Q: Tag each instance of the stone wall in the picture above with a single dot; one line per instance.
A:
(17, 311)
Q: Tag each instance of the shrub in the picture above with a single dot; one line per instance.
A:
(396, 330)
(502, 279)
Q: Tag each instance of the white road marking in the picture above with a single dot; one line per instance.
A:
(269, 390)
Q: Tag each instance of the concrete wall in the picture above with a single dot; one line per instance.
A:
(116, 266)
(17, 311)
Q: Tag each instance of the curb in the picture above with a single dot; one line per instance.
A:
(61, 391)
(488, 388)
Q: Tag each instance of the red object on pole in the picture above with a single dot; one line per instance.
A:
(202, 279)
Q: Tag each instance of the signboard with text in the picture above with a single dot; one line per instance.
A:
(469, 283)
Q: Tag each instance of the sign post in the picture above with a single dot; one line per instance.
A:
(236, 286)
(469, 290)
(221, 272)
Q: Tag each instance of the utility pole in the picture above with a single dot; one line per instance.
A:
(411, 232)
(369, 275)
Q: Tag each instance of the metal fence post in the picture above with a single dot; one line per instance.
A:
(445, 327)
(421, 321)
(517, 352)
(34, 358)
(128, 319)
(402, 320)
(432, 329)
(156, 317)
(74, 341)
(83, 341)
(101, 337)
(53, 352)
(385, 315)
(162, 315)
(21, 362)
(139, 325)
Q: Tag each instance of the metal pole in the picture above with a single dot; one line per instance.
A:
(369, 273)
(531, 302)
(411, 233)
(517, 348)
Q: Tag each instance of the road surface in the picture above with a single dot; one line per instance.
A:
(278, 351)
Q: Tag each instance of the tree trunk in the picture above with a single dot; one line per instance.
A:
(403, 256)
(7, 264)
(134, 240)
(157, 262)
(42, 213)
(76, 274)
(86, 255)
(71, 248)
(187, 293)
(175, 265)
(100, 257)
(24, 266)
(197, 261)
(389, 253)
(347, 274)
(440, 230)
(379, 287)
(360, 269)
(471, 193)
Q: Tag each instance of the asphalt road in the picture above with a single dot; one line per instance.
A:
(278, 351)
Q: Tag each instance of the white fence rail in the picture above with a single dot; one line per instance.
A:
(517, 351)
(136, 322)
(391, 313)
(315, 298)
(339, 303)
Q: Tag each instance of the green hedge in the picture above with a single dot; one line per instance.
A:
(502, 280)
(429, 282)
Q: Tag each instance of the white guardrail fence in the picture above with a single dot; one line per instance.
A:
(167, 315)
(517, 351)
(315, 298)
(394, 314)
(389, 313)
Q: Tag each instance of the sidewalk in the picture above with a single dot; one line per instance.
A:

• • •

EXERCISE DESCRIPTION: All records above are to be printed exactly, with nothing omitted.

EXERCISE RESPONSE:
Q: Tag each instance of the stone wall in the picture above with a single dot; one line per instance.
A:
(17, 311)
Q: Tag each instance of the shrub in the picture above with a single dot; one line per instance.
A:
(396, 330)
(502, 279)
Q: Tag each instance of the white road marking in the picture above with a single dot; one line per instance.
A:
(269, 390)
Q: Tag each instance of the concrete wall in the picture above with a single dot; one line per instance.
A:
(116, 266)
(17, 311)
Q: Tag each instance of the curb in the picture above with a single dot; one line per instance.
A:
(61, 391)
(488, 388)
Q: Tag each instance of the red object on pole in the picture above with a single dot; one line per instance.
A:
(202, 279)
Q: Tag each instance of the signboard with text in the picture above with a single dot; one line per instance.
A:
(469, 283)
Q: Tag each instance of the sign post in the picture above with a single dot; one line per instance.
A:
(236, 286)
(469, 290)
(221, 272)
Q: Tag each instance of the utility pole in the picture above with a single dot; one line per instance.
A:
(411, 232)
(369, 275)
Q: Tag each instance of the metal fence post in the picture above with a single dot; one line per instance.
A:
(445, 327)
(421, 321)
(517, 352)
(34, 358)
(128, 319)
(402, 320)
(432, 329)
(156, 317)
(74, 341)
(83, 341)
(101, 337)
(53, 352)
(385, 315)
(162, 315)
(21, 362)
(139, 325)
Q: Tag each instance of the metal pole in the picture above with a single dot; one line per instance.
A:
(369, 273)
(531, 302)
(411, 233)
(517, 348)
Q: Tag each instance of the road surface in the picture above with a single dot; one line per instance.
A:
(278, 351)
Q: Tag each instance of the tree trunk in the picture above with a single dot; one line per instance.
A:
(403, 256)
(7, 264)
(134, 240)
(157, 262)
(42, 213)
(76, 274)
(86, 255)
(71, 248)
(187, 293)
(175, 265)
(100, 257)
(24, 266)
(197, 261)
(389, 253)
(347, 274)
(440, 230)
(379, 287)
(360, 269)
(471, 193)
Q: Tag each instance of the asphalt road in the picture above with a single dot; one line per instance.
A:
(278, 351)
Q: Tag each instance of the white fence rail in the picture above with a single dot; one line per instance.
A:
(517, 351)
(136, 322)
(391, 313)
(315, 298)
(339, 303)
Q: Tag each instance of the green hedge in the picture above with a single dot; one line per instance.
A:
(502, 280)
(429, 282)
Q: Tag each instance of the white guardrail fence in the picture above with a single dot; one line per instance.
A:
(167, 315)
(517, 351)
(315, 298)
(394, 314)
(389, 313)
Q: Tag each instance of the sidewalk in the picture above with a single dot; one line per instance.
A:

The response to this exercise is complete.